+++ Extract to read

When author John McPhee kayaked the Salmon River in Alaska in 1975, he described it as the “clearest, purest water I have ever seen.” But today this National Wild and Scenic River is murky brown, and many of its tributaries have turned bright orange or acidic. Throughout the western Brooks Range, several dozen streams have been “rusting,” most of them in national parks. How has one of America's most remote, pristine areas become threatened by ecological collapse?
The answer lies in the frozen ground beneath the rivers, scientists believe. This permafrost is thawing, allowing water to reach minerals or microbes below the soil for the first time in thousands of years. The result is the release of iron and potential toxins. Scientific American will join the researchers as they hike and packraft more than 100 miles to sample the Salmon River watershed and try to understand this process.
Permafrost thaw has been damaging roads, pipelines, and buildings and forcing Alaska villages to relocate. But the unexpected rusting of rivers could potentially poison whole ecosystems in the U.S. and other northern countries. The Salmon River gets its name from large runs of chum salmon, and other orange streams are important spawning grounds for Dolly Varden, both of which are vital for subsistence fishing. If water quality worsens, it could leave Alaska Native villages downstream hungry and with limited sources of drinking water. This reporting will also contribute to coverage of permafrost thaw impacts in New Scientist and regional radio station KOTZ.

++++++
+++ Raw data

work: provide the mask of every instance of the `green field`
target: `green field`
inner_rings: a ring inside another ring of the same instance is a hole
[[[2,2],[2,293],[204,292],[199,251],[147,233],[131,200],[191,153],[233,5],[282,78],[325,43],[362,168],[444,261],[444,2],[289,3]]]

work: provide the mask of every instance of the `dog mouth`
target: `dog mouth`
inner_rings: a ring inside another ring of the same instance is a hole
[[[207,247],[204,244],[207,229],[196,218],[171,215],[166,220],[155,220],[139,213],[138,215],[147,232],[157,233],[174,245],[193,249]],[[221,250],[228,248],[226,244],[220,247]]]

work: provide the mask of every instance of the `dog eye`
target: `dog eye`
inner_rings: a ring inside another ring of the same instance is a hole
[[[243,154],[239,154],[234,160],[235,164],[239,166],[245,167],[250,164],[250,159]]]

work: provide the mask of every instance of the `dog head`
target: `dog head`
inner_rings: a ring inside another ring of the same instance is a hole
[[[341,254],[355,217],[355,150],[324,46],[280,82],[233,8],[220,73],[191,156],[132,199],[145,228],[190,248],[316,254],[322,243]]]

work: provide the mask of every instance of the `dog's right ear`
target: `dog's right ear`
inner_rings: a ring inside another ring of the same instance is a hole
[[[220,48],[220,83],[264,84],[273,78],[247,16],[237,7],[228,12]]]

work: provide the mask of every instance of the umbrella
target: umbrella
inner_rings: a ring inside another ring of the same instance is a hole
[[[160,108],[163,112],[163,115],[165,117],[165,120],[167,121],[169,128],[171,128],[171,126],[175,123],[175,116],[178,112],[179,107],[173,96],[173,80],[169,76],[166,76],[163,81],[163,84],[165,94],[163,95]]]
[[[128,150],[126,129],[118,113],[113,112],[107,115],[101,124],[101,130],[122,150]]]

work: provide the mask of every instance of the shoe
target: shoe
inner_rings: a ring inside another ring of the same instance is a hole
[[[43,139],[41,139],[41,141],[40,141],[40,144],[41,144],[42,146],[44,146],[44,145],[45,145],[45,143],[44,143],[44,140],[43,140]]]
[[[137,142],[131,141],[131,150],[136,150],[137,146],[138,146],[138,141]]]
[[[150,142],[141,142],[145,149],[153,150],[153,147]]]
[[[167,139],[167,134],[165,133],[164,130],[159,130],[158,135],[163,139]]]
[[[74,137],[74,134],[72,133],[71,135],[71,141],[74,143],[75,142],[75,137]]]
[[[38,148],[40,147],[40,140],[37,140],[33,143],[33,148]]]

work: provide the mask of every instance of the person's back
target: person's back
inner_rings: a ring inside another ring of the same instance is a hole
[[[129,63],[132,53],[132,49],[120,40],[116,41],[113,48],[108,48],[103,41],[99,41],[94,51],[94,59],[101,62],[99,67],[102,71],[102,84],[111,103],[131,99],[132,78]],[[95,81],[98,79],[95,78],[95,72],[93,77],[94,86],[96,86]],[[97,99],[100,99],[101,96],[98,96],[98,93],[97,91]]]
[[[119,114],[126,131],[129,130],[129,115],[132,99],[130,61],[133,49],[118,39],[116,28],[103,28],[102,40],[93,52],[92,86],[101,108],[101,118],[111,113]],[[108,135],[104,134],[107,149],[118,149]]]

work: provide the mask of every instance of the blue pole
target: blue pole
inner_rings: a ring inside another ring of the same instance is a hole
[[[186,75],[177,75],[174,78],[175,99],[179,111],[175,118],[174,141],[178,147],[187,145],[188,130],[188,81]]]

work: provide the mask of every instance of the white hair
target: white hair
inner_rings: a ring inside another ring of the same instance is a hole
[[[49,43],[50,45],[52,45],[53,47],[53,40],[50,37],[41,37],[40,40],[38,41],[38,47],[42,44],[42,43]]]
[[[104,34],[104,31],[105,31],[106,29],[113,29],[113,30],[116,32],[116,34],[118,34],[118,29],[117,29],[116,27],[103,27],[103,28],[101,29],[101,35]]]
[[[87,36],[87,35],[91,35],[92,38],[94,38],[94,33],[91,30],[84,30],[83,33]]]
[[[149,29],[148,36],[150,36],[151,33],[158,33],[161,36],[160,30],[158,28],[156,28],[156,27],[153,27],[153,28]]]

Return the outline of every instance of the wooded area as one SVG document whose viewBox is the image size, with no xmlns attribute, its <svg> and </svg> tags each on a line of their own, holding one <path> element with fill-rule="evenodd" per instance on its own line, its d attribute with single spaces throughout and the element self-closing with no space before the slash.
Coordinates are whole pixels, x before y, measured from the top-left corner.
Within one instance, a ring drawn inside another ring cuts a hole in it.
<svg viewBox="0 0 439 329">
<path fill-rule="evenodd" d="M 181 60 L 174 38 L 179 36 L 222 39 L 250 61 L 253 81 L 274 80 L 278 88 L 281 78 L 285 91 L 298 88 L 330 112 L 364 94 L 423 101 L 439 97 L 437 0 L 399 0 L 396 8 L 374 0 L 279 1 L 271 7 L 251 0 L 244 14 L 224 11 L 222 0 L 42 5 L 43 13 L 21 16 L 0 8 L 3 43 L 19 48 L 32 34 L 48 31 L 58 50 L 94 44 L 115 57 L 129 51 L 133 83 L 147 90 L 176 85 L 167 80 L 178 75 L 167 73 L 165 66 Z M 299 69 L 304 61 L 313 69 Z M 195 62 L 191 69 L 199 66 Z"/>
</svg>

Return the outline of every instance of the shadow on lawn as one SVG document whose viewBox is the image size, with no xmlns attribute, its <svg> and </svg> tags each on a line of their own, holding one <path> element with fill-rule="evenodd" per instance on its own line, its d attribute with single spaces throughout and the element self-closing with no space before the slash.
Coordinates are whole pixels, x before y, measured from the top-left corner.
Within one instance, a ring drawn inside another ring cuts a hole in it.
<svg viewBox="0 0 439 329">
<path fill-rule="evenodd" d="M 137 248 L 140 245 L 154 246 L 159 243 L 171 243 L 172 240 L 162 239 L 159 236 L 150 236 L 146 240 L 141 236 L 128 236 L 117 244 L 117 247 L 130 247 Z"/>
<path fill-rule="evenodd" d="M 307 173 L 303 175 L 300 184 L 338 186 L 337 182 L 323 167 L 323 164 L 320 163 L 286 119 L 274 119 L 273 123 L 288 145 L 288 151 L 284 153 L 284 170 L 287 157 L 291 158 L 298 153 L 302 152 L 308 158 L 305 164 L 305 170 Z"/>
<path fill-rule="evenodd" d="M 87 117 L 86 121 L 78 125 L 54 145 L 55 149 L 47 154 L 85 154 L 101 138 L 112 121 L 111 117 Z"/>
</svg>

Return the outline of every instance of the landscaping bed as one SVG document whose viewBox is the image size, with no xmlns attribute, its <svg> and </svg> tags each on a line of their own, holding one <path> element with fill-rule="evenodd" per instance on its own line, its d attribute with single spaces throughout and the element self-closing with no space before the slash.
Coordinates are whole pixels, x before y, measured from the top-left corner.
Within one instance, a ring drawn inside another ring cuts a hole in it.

++++++
+++ Raw data

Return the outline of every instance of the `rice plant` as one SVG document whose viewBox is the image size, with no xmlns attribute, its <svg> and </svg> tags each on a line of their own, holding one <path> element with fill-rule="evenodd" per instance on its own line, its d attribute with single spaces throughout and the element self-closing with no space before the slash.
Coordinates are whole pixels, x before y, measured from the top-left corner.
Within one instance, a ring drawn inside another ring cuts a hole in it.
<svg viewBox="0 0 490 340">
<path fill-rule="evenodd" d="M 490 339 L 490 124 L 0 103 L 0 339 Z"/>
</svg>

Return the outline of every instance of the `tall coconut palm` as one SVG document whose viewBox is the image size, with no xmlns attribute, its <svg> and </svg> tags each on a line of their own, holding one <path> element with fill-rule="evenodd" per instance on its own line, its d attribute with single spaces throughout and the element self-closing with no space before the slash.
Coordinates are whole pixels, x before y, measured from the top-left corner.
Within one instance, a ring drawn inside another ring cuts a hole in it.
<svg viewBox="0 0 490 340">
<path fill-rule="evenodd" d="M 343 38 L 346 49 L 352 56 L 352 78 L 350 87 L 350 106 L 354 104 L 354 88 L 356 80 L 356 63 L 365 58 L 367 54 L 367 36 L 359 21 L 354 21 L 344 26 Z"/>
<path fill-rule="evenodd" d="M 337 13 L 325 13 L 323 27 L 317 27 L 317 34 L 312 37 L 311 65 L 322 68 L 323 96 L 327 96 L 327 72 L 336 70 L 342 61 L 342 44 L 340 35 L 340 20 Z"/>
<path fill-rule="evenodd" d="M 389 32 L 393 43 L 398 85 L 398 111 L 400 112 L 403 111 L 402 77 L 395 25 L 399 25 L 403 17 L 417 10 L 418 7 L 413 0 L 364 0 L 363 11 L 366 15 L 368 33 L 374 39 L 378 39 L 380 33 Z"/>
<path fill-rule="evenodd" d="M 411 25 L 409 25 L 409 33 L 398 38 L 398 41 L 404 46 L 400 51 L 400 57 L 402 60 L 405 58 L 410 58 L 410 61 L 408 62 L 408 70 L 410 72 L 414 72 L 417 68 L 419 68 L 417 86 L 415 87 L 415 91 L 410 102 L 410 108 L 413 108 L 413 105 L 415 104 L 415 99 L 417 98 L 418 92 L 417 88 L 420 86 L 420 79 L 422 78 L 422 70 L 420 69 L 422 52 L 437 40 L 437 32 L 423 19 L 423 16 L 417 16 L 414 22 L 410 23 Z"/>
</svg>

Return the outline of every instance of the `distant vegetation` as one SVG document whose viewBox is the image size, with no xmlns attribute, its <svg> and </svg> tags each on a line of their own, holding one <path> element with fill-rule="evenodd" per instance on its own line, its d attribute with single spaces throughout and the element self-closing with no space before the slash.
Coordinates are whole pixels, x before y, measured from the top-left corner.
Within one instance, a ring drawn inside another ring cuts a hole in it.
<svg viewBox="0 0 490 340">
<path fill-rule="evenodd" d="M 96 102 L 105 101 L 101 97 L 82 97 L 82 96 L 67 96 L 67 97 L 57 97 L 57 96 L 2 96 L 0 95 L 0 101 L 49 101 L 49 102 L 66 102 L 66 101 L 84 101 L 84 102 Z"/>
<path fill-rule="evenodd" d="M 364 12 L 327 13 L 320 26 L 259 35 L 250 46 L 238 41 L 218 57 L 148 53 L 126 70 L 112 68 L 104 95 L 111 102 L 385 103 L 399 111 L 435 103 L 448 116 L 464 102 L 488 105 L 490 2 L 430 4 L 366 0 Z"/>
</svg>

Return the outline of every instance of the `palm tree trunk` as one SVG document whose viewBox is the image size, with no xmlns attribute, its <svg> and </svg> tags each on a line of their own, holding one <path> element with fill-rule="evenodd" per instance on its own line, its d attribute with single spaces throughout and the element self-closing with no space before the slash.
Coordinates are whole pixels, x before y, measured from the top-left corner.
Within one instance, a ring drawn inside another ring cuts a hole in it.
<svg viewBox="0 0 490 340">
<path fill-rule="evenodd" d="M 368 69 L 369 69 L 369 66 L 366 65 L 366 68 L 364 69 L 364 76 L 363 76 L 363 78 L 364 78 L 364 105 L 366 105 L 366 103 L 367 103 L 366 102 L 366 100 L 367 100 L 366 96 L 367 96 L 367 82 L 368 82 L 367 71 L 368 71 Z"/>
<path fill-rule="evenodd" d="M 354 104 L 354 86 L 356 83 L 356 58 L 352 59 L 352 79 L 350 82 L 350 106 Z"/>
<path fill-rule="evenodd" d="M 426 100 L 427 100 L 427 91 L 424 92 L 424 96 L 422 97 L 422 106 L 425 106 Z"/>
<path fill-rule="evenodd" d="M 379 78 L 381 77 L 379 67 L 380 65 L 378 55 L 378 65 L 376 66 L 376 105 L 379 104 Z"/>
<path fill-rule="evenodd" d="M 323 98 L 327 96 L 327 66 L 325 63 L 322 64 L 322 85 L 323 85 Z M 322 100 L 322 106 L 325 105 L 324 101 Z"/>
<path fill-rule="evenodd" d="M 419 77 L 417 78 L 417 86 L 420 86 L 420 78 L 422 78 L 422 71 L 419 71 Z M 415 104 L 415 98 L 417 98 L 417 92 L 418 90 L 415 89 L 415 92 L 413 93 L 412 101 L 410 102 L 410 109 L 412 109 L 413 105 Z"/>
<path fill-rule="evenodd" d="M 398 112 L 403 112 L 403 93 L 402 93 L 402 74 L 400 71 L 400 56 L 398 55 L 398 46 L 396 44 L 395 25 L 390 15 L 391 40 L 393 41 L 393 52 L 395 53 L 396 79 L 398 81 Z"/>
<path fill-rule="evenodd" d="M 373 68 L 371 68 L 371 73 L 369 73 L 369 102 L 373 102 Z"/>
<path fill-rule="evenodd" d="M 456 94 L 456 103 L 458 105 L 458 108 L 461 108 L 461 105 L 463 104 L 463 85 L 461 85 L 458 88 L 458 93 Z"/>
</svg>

++++++
+++ Raw data

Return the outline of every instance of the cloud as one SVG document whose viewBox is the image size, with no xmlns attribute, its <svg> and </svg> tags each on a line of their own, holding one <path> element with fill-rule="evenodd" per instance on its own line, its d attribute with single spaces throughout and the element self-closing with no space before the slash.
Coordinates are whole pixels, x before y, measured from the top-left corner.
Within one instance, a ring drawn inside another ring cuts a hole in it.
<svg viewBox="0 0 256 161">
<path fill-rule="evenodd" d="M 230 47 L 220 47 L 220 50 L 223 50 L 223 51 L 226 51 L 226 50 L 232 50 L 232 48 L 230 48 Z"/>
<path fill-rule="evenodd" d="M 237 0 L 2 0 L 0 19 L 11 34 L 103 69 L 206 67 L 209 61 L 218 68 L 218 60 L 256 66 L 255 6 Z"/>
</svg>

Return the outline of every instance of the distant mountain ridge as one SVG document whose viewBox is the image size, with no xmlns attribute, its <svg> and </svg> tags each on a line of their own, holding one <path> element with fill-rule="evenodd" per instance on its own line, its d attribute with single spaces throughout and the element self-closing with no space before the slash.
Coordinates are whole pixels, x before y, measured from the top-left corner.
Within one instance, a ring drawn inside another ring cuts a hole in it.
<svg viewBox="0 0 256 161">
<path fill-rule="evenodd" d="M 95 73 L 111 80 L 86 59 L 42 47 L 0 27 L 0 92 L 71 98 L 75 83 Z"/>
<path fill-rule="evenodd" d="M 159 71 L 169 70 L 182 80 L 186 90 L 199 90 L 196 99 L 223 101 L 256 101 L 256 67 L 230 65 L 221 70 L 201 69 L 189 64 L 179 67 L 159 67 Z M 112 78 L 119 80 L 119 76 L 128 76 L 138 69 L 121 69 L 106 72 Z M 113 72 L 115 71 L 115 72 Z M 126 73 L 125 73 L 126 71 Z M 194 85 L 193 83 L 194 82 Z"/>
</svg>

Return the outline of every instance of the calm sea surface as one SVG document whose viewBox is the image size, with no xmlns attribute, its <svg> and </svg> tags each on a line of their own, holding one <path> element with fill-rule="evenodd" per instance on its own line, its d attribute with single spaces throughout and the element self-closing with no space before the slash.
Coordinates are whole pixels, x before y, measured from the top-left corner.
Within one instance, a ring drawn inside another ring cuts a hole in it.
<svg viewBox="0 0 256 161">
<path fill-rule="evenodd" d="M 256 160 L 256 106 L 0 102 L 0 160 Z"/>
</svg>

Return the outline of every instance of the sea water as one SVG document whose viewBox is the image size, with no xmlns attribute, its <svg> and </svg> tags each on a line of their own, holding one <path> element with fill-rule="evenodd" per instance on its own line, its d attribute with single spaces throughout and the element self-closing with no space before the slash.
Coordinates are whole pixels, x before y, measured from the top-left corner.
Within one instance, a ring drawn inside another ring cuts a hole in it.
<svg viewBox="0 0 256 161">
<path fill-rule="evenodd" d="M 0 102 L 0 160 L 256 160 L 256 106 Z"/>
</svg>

++++++

• _Your tasks_:
a. For each statement below, say whether it agrees with the passage about rusting rivers in Alaska. Answer yes or no, and quote the exact words of the passage that decide it. (i) John McPhee kayaked the Salmon River in 1975. (ii) Most of the rusting streams in the western Brooks Range lie outside national parks. (iii) The Salmon River takes its name from runs of Dolly Varden.
b. From the passage about rusting rivers in Alaska, extract the part starting at "When author John" and ending at "understand this process.".

• _Solved tasks_:
a.
(i) Yes: "When author John McPhee kayaked the Salmon River in Alaska in 1975"
(ii) No: "most of them in national parks"
(iii) No: "The Salmon River gets its name from large runs of chum salmon"

b.
When author John McPhee kayaked the Salmon River in Alaska in 1975, he described it as the “clearest, purest water I have ever seen.” But today this National Wild and Scenic River is murky brown, and many of its tributaries have turned bright orange or acidic. Throughout the western Brooks Range, several dozen streams have been “rusting,” most of them in national parks. How has one of America's most remote, pristine areas become threatened by ecological collapse?
The answer lies in the frozen ground beneath the rivers, scientists believe. This permafrost is thawing, allowing water to reach minerals or microbes below the soil for the first time in thousands of years. The result is the release of iron and potential toxins. Scientific American will join the researchers as they hike and packraft more than 100 miles to sample the Salmon River watershed and try to understand this process.